People who consume high amounts of ultra-processed foods report significantly more adverse mental health symptoms, according to new research published in Public Health Nutrition.
Ultra-processed foods consist mostly of manufactured ingredients that have been extracted from foods and usually contain flavorings, colorings and other additives. Ultra-processed foods are often high in sugar, fat, and salt, and they frequently lack important nutrients like fiber and vitamins. A number of studies have found that ultra-processed foods can have negative consequences for physical health, but less is known about the link between these food substances and mental health outcomes.
“I am a chronic disease epidemiologist and as such I am interested in a variety of different hypothesized disease causing exposures, and various health outcomes,” explained study author Eric Hecht, a physician and an adjunct professor at Florida Atlantic University and the University of Miami. “Ultra-processed food is of tremendous interest for a variety of health outcomes including obesity and inflammatory diseases.”
“Other studies have also explored the relationship between diet and mental health, but few have examined the relationship between UPF consumption and mental health. Anecdotally, I have often wondered about a relationship between junk food and subsequent behavioral issues in kids and symptoms of anxiety and melancholy in adults. All of these ideas sort of led to this study.”
For their study, the researchers examined mild depression, number of mental unhealthy days and number of anxious days in 10,359 adults 18 and older from the U.S. National Health and Nutrition Examination Survey, a series of nationally representative surveys that include both interviews and physical examinations. Importantly, the surveys collect information regarding diet behaviors and mental health.
Hecht and his colleagues found evidence that the consumption of ultra-processed foods was associated with worse mental health outcomes. Individuals who consumed the most ultra-processed foods tended to have heightened symptoms of mild depression along with more “mentally unhealthy days” and “anxious days” over the past month compared with those who consumed the least amount.
“We found a dose response relationship between UPF consumption and mental health symptoms,” Hecht told PsyPost. “Others have found a relationship between whole food consumption and improvement in mental health symptoms. The average American consumes 60% of their calories in the form of UPF. For many other health reasons, this is a bad idea. And now it appears that UPF consumption might be tied to worse mental health. I think in general the average person should look at how much packaged food they are consuming and make an effort to make the majority of their calorie consumption real, unprocessed food.”
______
▸ EXPLORE THE MATERIAL:
a – Name the mental health measures that the researchers in the article on ultra-processed foods examined in the survey participants.
b – Carry on the article about ultra-processed foods and mental health, picking up after its last paragraph.
None of the stored items are needed for this.

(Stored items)
______
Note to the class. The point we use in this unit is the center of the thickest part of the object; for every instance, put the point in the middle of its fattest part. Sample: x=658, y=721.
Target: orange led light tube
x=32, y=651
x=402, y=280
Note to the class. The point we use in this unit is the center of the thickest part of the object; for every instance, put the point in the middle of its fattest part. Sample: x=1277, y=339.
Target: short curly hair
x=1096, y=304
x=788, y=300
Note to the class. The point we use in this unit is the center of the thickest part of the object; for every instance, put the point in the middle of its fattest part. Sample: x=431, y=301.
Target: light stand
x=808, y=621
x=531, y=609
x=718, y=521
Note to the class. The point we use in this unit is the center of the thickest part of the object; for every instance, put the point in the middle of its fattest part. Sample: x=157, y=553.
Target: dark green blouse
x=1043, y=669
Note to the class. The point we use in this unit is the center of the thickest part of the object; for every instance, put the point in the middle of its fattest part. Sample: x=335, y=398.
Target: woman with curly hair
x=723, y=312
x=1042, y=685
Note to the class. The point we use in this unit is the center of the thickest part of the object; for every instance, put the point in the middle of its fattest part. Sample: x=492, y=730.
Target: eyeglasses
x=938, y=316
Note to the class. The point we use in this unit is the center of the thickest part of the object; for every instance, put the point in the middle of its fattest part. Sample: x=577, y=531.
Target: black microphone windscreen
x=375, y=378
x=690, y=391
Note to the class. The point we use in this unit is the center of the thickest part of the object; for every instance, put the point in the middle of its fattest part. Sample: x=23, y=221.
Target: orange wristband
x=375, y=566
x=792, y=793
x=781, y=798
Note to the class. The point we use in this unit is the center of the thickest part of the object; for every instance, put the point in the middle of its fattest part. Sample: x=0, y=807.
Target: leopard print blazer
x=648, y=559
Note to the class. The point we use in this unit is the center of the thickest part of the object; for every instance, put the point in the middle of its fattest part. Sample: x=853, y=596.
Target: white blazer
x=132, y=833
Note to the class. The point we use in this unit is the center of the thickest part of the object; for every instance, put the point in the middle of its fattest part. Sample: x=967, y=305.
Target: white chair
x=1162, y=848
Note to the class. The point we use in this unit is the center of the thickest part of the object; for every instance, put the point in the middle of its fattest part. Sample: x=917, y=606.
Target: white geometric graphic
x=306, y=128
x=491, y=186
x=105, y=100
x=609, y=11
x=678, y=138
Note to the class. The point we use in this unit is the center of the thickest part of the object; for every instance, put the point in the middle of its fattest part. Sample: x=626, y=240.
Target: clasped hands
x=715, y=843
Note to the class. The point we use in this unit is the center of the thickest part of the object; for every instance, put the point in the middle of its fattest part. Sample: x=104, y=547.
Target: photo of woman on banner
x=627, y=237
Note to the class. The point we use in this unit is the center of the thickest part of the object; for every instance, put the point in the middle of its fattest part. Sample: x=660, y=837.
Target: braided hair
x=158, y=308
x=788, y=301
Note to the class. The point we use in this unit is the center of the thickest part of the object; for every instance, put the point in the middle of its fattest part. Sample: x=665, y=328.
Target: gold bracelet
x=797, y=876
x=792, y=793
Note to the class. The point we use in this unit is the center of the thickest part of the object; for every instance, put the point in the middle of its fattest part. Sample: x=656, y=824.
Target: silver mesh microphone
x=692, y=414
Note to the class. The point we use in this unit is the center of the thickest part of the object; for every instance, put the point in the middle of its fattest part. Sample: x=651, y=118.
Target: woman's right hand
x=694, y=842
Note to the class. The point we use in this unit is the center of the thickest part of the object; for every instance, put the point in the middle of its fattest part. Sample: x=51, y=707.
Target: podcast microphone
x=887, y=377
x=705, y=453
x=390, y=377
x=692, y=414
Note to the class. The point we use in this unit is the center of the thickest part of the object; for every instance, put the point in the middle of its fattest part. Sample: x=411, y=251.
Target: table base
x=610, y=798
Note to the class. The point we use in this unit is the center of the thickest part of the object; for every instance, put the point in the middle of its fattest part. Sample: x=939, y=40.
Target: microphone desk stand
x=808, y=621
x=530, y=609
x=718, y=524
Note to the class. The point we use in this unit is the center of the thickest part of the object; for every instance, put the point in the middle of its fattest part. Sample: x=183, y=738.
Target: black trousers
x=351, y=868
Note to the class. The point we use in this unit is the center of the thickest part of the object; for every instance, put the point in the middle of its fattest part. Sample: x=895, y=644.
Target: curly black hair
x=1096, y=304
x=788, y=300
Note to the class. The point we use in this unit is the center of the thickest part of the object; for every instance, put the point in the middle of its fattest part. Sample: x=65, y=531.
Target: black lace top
______
▸ ANSWERS BY TASK:
a – Mild depression, number of mentally unhealthy days, and number of anxious days.

b –
A substantial number of individuals who reported that ultra-processed foods accounted for less than 19% of their calorie intake per day had zero mentally unhealthy days and zero anxious days. “I was impressed that individuals who consume a diet with less UPF generally describe their last 30 days as being free of mental health symptoms,” Hecht said.
The researchers controlled for potentially confounding variables, such as age, BMI, race/ethnicity, poverty status, smoking status, and physical activity level. But the study, like all research, includes some caveats.
“Our study was cross-sectional so we can not be sure as to which came first, the UPF or the symptoms,” Hecht explained. “Reverse causation, meaning mental health symptoms might increase UPF consumption is a real possibility. Arguing against this however are longitudinal studies which found a temporal relationship between junk food consumption and mental health symptoms. In addition, experimental studies have found that reducing junk food improves mental health symptoms when compared to individuals who continue their poor diet.”
“The link between UPF consumption and obesity, and the link between UPF consumption and inflammation also suggest pathways towards mental health symptoms since both extra weight gain and inflammation can lead to mental health symptoms as found in other studies,” the researcher added.
The study, “Cross-sectional examination of ultra-processed food consumption and adverse mental health symptoms“, was authored by Eric M Hecht, Anna Rabil, Euridice Martinez Steele, Gary A. Abrams, Deanna Ware, David C. Landy and Charles H. Hennekens.